(Stored data)
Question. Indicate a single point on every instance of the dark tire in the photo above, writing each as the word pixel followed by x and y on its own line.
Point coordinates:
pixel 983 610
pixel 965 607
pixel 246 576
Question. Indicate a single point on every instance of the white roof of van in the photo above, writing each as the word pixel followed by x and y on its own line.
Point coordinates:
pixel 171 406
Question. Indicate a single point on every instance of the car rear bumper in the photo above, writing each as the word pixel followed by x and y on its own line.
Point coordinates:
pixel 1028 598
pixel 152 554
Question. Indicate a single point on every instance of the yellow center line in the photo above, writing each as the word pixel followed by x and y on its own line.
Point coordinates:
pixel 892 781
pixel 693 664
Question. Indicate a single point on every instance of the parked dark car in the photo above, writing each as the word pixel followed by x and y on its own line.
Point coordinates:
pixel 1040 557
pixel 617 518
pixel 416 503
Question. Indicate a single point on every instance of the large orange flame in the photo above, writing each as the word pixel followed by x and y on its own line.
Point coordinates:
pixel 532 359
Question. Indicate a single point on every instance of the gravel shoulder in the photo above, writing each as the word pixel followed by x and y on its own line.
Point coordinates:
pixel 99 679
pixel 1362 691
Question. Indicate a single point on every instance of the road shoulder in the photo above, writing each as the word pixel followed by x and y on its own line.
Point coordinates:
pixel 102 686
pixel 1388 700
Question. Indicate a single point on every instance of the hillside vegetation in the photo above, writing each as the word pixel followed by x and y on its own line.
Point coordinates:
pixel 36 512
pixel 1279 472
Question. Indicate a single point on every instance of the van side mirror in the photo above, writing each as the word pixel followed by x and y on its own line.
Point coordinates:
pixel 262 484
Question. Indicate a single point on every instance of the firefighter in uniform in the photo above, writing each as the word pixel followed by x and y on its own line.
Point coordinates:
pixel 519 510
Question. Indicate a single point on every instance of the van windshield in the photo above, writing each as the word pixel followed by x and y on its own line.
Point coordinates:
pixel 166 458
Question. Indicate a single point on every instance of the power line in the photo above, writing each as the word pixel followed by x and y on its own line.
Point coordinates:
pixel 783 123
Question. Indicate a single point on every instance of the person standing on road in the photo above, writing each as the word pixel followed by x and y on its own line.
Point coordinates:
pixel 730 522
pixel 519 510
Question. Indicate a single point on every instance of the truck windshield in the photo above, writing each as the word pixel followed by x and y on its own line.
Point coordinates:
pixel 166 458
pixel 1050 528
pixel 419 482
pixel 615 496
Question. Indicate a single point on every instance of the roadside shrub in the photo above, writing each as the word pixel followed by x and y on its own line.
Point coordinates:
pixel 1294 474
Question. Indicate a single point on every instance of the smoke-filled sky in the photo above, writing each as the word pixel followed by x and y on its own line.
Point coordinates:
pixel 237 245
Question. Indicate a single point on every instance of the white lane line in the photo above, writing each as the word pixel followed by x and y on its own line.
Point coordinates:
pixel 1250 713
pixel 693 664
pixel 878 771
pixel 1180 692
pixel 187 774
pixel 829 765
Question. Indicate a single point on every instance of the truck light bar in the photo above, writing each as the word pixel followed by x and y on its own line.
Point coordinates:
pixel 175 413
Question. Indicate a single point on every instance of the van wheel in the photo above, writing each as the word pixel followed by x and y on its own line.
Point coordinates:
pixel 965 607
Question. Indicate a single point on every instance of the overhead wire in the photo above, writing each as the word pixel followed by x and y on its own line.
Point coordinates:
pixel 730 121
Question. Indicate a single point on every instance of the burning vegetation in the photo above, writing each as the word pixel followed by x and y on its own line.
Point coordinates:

**PROBLEM TO WORK ON:** Set down all of the entries again, keeping every line exactly as it is.

**TASK SOLUTION:**
Question. Indicate a single point on every instance of the dark tire in the photo above, writing each as the word pixel followed by x and y on its own line.
Point coordinates:
pixel 983 610
pixel 965 607
pixel 246 576
Question. Indicate a single point on every instance of the white roof of van in the photo above, writing each as the word pixel followed by x and y on its own line.
Point coordinates:
pixel 171 406
Question. Indicate a single point on every instance of the car rear bumper in the photo above, writing each as the word pixel followed by x and y on its own line.
Point coordinates:
pixel 1028 598
pixel 152 554
Question. Indicate a single point on every instance of the yellow center line in the photo above, writing each as the word pixel followed by x and y on its own line.
Point coordinates:
pixel 892 781
pixel 693 664
Question. Indicate a single point on every instance of the parked dark car in the photo above, writing each as the word pixel followed by x and y on its own line.
Point coordinates:
pixel 1040 557
pixel 617 518
pixel 416 503
Question. Indicate a single point on every instance of the large orange flame in the photo above, writing each as the word pixel followed by x and y on its own line.
Point coordinates:
pixel 532 359
Question. Indicate a single point on every instance of the gravel shoulder in the photo above, writing each as the word pixel followed by x and y on its own line.
Point coordinates:
pixel 99 679
pixel 1362 691
Question. Indicate a single point on every instance of the road shoulder in the photo above, writing each as the word pixel followed by x and y on its own line.
Point coordinates:
pixel 102 686
pixel 1388 700
Question. Indicate a single point on every instance of the hillside vegetation in the photo above, writing each as the word pixel followed by x and y on its own line.
Point coordinates:
pixel 36 512
pixel 1279 472
Question. Indicate a single point on every instance of the van side mirror in the photo above, writing each as the word pixel followed by x and y on its own line.
Point coordinates:
pixel 262 484
Question. Indicate a single point on every instance of the firefighter in uniform in the photo above, writing each as the word pixel followed by x and y on its own line.
Point coordinates:
pixel 519 510
Question. Indicate a single point on every instance of the van windshield in the photo above, writing each as the word pixel followed by x and y on its own line.
Point coordinates:
pixel 166 458
Question. Indicate a single point on every instance of the power line in the photo above, writing each as the word pixel followed by x and y on its own line.
Point coordinates:
pixel 783 123
Question. Indicate a single point on every instance of the person standing on road in the photo above, writing each as the word pixel followed by x and y on its own line.
Point coordinates:
pixel 730 522
pixel 519 510
Question. Indicate a single point on every instance of the truck windshield in the photo above, writing each as the word pixel followed by x and y on its own line.
Point coordinates:
pixel 166 458
pixel 1050 528
pixel 419 482
pixel 615 496
Question. Indicate a single point on every instance of the roadside shrub in the photo above, writing each as the word pixel followed by x and y on its own line.
Point coordinates:
pixel 1294 474
Question. Indicate a single point on every instance of the smoke-filled sky in the photo above, writing each as the word pixel followed by x and y on its own line.
Point coordinates:
pixel 237 245
Question. Indicate a single point on every instance of the white lane line in the photo above, writing each as the word pixel followed by x and y on its own line.
Point coordinates:
pixel 1250 713
pixel 693 664
pixel 878 771
pixel 1180 692
pixel 187 774
pixel 829 765
Question. Indicate a single point on every instance of the truck light bar in the photo above, writing each as the word pixel followed by x and y on its own line.
Point coordinates:
pixel 175 413
Question. Indicate a single point on every instance of the van wheel in the photo above, writing each as the word pixel followed by x and y on its own line.
Point coordinates:
pixel 965 607
Question. Indicate a single point on every instance of the overhead wire in the photo above, writing each as the word pixel followed by x and y on its own line.
Point coordinates:
pixel 730 121
Question. Indicate a single point on every instance of the burning vegetation in the photo above, writing each as the word pixel followed by x and y on its own line.
Point coordinates:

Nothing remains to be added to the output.